* [TASK BRIEF]:
Give again, word for word, each line below starting at the one that contains "Would you kindly put a point on the limestone" and ending at the one that contains "point(497, 294)".
[Start of section]
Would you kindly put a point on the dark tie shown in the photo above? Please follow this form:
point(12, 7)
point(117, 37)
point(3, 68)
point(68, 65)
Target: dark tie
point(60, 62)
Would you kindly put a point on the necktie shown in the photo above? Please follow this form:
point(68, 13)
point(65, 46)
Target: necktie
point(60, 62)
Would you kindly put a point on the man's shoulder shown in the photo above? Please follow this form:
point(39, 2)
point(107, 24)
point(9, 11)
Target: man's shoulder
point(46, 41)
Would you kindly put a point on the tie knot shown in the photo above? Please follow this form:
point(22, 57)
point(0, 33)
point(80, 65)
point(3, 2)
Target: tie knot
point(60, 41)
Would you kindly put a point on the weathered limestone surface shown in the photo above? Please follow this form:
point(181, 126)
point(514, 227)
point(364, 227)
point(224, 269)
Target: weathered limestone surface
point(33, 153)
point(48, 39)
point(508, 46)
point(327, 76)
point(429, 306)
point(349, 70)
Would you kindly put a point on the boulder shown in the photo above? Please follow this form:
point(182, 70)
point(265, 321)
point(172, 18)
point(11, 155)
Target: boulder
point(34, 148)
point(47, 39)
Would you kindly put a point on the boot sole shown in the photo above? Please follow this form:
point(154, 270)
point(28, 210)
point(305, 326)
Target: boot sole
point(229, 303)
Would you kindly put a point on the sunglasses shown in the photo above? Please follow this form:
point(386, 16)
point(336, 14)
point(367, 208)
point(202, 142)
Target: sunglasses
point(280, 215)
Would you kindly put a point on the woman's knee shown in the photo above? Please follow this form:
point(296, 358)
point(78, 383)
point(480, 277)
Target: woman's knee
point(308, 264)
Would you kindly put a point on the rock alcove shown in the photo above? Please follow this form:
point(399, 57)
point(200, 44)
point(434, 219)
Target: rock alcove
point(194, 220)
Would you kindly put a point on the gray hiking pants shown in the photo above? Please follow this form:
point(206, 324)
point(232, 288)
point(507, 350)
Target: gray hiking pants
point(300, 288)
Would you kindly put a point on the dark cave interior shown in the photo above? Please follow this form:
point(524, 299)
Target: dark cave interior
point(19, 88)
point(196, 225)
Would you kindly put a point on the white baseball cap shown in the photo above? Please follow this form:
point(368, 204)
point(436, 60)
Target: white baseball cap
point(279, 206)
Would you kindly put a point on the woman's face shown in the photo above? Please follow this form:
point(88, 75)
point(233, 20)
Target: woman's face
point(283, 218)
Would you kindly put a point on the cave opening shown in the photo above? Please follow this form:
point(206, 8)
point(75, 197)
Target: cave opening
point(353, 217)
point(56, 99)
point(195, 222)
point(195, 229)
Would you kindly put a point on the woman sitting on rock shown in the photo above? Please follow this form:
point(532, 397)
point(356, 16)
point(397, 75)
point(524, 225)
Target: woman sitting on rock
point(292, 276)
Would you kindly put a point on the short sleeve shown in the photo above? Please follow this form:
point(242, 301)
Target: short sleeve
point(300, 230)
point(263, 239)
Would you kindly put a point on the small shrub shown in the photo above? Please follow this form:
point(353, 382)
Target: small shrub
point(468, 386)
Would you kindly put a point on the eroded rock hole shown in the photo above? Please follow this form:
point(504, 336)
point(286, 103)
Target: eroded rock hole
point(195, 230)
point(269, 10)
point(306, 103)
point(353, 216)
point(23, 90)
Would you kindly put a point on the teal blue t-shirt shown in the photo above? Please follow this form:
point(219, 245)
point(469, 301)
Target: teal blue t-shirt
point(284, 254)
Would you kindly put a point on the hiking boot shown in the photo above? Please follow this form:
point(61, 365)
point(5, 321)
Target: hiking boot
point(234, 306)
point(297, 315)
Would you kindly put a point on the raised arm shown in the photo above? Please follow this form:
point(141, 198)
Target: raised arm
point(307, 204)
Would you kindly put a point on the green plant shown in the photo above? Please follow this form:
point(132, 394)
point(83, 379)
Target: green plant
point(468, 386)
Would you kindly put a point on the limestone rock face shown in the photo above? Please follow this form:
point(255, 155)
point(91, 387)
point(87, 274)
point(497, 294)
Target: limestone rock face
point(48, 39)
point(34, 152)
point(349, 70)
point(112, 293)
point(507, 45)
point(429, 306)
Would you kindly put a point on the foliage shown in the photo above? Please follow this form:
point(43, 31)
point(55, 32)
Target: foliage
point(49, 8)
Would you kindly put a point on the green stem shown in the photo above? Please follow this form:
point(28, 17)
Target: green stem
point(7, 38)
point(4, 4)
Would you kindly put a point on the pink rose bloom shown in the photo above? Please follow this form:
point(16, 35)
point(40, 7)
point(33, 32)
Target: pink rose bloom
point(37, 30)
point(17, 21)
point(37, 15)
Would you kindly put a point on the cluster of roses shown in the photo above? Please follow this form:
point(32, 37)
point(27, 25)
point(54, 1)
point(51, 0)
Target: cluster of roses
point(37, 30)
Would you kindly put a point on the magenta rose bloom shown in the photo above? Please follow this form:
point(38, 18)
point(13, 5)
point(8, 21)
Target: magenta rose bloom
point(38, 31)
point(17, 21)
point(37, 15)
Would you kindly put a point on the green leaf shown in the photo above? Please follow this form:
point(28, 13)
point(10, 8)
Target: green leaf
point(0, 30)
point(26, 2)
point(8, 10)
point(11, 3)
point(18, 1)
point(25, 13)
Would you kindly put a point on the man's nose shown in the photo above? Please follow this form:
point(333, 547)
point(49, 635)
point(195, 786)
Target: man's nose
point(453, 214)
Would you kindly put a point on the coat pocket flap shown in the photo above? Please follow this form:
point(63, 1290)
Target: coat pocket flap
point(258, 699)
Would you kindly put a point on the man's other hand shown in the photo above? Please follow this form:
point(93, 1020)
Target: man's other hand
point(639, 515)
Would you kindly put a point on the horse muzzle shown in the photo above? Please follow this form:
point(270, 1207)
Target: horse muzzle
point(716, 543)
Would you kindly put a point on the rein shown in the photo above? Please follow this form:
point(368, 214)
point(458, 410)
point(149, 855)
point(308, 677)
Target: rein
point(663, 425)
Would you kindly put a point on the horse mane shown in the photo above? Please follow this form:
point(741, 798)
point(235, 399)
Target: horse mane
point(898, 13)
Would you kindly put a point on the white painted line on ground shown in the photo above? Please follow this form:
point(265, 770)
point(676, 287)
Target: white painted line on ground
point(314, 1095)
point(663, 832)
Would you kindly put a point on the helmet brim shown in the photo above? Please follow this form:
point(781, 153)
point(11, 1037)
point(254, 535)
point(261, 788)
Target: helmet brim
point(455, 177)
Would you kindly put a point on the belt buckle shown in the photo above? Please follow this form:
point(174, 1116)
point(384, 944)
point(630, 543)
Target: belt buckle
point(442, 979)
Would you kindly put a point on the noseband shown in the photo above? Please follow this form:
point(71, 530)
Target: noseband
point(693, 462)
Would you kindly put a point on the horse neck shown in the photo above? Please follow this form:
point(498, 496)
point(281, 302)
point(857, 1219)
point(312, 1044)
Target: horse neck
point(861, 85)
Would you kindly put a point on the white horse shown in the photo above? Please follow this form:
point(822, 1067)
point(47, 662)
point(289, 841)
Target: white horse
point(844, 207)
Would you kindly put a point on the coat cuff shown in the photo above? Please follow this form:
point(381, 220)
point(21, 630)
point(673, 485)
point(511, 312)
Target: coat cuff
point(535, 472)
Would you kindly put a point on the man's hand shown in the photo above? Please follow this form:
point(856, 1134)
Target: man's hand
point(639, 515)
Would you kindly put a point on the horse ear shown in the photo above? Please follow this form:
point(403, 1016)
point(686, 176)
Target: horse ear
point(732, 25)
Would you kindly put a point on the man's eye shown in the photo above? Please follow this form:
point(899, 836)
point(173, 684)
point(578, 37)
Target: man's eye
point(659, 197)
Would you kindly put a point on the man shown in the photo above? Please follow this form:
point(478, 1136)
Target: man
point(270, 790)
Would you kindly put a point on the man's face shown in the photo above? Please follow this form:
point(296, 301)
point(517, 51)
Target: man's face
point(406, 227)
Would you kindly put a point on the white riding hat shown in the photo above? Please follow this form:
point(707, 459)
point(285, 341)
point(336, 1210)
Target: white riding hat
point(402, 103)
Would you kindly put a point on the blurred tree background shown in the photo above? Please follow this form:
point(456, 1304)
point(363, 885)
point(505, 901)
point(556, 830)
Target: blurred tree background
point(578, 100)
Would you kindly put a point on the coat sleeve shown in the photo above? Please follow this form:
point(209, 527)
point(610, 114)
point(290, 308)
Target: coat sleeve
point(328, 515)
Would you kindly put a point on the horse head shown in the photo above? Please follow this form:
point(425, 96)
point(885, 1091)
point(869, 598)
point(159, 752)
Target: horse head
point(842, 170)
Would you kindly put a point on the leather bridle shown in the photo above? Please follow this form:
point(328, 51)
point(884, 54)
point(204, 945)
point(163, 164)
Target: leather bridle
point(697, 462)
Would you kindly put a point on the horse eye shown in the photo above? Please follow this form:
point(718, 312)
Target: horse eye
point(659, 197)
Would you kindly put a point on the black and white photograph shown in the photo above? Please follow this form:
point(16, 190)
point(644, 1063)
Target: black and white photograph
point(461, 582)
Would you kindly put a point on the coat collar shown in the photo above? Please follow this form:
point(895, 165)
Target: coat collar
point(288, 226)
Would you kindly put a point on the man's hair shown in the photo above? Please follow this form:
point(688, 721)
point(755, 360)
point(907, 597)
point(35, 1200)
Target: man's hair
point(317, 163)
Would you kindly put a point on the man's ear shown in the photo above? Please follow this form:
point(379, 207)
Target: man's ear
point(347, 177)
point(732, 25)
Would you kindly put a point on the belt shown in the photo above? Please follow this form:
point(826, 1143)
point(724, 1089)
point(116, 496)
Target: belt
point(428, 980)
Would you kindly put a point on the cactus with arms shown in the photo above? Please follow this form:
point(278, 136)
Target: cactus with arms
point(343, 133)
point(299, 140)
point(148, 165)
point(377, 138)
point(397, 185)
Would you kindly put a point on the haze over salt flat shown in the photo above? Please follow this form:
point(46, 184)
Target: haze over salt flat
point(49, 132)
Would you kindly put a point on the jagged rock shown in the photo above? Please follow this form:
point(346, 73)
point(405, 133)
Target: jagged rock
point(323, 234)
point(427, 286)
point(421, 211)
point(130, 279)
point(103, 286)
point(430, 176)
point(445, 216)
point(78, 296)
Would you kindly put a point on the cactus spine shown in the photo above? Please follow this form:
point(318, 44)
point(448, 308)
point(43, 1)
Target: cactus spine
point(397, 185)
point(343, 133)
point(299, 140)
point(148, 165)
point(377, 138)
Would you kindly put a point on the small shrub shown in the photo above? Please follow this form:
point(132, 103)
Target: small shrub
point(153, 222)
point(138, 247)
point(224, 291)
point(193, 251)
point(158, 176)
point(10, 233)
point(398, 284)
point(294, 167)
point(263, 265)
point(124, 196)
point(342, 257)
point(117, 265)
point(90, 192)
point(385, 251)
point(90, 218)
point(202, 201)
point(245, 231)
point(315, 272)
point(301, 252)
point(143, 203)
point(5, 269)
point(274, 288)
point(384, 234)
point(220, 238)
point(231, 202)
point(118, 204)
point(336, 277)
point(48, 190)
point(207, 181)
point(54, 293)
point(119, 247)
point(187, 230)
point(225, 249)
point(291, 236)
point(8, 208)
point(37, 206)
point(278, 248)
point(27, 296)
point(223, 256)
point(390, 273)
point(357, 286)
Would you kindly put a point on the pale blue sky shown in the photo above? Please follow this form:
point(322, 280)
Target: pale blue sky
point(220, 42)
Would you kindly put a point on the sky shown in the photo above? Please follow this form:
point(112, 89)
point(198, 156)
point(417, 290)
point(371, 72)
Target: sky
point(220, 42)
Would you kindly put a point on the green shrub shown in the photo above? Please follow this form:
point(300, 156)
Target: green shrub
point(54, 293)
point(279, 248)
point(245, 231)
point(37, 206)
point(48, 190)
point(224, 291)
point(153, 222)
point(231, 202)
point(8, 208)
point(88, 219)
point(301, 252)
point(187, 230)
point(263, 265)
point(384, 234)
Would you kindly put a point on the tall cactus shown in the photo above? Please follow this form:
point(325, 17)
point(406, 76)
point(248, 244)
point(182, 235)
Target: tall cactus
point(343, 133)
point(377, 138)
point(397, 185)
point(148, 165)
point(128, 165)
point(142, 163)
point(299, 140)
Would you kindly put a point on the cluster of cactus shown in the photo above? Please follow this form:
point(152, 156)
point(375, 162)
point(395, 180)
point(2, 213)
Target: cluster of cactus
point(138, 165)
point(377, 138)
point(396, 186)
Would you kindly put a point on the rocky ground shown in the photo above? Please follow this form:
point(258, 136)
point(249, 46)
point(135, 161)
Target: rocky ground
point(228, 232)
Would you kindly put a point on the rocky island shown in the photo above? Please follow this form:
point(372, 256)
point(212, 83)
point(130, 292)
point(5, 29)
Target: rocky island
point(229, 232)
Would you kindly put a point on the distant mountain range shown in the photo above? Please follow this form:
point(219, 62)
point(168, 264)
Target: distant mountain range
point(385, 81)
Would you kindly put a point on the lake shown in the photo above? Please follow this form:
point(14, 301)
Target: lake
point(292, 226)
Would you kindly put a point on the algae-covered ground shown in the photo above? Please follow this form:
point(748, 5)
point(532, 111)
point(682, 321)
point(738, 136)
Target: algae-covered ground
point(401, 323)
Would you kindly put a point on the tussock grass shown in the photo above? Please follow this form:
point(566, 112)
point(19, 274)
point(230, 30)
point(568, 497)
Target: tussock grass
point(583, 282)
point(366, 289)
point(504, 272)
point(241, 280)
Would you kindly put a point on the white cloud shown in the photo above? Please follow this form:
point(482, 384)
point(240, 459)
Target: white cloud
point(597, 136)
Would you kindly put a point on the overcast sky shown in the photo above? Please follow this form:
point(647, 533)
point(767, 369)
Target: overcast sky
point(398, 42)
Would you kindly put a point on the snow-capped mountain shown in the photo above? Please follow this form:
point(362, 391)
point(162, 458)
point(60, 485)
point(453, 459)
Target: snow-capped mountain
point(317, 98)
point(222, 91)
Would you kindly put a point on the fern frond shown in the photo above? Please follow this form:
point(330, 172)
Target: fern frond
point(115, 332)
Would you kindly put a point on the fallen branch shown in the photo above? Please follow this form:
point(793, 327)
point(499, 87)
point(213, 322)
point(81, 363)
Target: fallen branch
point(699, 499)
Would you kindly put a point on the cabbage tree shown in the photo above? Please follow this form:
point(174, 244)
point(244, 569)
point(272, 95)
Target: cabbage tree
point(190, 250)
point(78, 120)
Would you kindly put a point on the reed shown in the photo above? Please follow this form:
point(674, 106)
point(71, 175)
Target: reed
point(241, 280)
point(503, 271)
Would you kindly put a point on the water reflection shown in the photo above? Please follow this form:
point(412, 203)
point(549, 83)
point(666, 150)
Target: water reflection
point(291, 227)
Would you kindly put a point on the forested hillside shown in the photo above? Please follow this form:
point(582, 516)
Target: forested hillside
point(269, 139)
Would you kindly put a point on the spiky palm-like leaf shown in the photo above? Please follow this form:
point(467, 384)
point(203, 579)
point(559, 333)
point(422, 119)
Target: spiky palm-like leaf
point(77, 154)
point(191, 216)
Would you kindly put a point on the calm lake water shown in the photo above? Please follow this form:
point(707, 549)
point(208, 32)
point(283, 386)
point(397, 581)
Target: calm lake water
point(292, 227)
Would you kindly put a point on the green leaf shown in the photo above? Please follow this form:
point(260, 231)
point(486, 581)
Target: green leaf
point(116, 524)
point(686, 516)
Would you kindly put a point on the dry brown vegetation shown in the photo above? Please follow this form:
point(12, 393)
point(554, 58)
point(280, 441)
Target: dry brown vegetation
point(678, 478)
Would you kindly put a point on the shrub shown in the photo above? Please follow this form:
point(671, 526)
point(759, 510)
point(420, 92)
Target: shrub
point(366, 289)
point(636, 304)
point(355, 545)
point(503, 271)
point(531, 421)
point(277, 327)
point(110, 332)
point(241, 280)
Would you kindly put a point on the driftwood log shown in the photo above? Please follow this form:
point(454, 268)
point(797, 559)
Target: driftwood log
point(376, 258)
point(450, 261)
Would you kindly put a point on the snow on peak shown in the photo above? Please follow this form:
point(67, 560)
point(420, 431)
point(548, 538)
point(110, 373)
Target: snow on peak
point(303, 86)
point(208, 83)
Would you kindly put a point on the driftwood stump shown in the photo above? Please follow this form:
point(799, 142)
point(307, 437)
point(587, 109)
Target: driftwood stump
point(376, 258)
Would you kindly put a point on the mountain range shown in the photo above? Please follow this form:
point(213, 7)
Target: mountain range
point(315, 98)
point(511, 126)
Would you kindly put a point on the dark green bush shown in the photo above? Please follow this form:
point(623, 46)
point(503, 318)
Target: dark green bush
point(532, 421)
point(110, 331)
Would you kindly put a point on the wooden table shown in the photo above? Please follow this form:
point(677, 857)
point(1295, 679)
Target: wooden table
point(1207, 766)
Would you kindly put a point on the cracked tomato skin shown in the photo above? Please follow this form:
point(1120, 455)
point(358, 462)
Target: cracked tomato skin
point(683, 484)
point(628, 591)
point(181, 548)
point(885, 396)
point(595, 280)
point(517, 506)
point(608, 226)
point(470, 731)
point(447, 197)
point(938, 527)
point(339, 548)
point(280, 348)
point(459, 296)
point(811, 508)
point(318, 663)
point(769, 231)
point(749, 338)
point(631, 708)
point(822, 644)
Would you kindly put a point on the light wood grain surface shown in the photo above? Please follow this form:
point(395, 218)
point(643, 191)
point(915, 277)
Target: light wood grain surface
[End of section]
* [TASK ANSWER]:
Would you kindly put a point on the limestone rock face shown in the photo above? Please follow this form:
point(255, 155)
point(91, 387)
point(87, 274)
point(497, 294)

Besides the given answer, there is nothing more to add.